_EXTRACTED TEXT_:
This course deals with the living hell of adulting on an academic, social, and emotional level. It is intended to introduce a range of easy and healthy methods to combat the overbearing priorities of maintaining good grades, a healthy body, and friendship. This is an experimental course, because I will implement and review healthy habits to give my personal experience and recommendations. The ultimate goal of this course is to relieve your stress so that you can focus on enjoying your college career.
Welcome to the ‘16-‘17 school year at UC San Diego. This is definitely the best UC in San Diego County. F. A. C. T. I am very excited to be working with you for FTS 101. Yeah, FTS stands for Finesse the Stress. Nothing else. Nope. Nothing else. Moving on. I am Theresa Bui, a full-time stressed out second year who is taking the Holy Trinity of Science in a single quarter: physics, biology, and organic chemistry. I can honestly admit to you that I am struggling to balance the course load. So far, I am not a convincing professor, right? Trust tho. I will personally review and research the introduced methods— sound healing, diets, aromatherapy, and more— for our benefit. At the end of this blog series, I will rank them according to my preference. To kickstart this course, I want to give some background on stress and stress management.
BACKGROUND OF STRESS
Stress is a biological response to specific events or demands, which are commonly referred to as stressors. There are five types of stressors: environmental, biological, thinking, behavioral, and life change. Five too many.

_WHAT TO WORK ON_:
1. In the course introduction, what does FTS stand for?
2. Reproduce the course introduction verbatim, between "Welcome to the" and "and stress management.", inclusive.

(Dataset records)

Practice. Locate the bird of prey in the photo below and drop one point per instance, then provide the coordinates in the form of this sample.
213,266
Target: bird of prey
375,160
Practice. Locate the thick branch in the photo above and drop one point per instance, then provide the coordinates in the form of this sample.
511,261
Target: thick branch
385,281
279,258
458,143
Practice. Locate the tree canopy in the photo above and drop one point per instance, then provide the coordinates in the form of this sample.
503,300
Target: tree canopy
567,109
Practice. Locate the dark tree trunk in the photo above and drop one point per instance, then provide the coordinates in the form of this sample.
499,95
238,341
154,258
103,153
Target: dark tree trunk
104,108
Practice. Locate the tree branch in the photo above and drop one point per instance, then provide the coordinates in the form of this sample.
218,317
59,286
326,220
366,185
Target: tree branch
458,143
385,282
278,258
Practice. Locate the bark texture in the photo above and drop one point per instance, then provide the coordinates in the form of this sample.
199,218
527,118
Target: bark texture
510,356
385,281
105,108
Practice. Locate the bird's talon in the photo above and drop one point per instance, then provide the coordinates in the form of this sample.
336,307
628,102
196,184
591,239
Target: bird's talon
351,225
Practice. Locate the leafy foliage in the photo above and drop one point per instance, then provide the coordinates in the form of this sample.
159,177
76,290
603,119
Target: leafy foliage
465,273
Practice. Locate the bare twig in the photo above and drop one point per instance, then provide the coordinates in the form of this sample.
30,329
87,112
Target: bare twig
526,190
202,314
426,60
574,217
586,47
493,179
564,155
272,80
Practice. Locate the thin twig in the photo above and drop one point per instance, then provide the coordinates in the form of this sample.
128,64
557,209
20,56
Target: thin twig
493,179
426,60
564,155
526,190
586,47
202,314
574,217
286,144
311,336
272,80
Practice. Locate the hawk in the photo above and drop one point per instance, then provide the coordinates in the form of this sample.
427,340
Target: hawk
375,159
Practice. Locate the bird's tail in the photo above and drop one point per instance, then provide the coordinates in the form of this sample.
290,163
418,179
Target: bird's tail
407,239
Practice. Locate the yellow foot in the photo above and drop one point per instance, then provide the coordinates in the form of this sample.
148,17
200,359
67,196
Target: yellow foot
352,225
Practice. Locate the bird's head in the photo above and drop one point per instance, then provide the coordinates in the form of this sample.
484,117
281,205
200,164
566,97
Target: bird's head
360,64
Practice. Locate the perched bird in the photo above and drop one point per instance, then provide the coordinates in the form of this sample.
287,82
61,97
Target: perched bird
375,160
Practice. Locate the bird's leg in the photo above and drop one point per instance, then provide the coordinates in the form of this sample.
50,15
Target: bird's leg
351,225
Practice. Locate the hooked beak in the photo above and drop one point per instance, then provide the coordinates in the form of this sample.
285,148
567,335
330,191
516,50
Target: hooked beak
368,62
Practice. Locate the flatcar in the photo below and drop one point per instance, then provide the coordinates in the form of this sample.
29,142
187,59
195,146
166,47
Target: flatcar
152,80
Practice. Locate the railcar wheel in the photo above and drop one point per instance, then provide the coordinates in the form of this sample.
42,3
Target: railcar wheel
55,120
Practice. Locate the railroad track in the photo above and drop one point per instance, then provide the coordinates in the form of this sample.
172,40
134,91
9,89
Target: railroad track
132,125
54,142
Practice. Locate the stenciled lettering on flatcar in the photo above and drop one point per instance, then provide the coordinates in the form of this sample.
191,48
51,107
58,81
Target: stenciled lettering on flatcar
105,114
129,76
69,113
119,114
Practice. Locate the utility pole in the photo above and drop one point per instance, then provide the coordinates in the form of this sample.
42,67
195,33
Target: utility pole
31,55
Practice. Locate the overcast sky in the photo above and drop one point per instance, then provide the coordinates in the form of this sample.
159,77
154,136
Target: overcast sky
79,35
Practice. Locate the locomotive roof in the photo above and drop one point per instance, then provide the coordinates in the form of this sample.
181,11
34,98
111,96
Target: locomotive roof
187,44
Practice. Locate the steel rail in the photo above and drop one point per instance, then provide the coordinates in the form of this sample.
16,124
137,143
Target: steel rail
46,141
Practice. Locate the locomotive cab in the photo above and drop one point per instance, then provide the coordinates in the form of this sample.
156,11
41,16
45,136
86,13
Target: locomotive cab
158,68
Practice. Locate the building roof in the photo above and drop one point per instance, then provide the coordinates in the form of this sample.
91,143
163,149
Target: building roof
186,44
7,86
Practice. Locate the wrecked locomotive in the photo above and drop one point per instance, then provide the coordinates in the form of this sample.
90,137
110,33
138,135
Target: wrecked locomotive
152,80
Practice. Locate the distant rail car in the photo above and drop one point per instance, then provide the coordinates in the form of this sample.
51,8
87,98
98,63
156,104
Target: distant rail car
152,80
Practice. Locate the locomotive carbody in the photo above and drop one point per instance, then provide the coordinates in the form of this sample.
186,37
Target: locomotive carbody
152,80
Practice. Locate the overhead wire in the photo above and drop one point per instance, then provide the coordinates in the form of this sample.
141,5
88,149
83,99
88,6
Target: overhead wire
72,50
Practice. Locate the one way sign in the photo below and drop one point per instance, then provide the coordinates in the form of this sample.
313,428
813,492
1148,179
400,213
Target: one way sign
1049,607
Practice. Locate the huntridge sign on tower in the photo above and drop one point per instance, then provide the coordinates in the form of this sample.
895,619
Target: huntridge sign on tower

_OUTPUTS IN ORDER_:
1. Finesse the Stress

2.
Welcome to the ‘16-‘17 school year at UC San Diego. This is definitely the best UC in San Diego County. F. A. C. T. I am very excited to be working with you for FTS 101. Yeah, FTS stands for Finesse the Stress. Nothing else. Nope. Nothing else. Moving on. I am Theresa Bui, a full-time stressed out second year who is taking the Holy Trinity of Science in a single quarter: physics, biology, and organic chemistry. I can honestly admit to you that I am struggling to balance the course load. So far, I am not a convincing professor, right? Trust tho. I will personally review and research the introduced methods— sound healing, diets, aromatherapy, and more— for our benefit. At the end of this blog series, I will rank them according to my preference. To kickstart this course, I want to give some background on stress and stress management.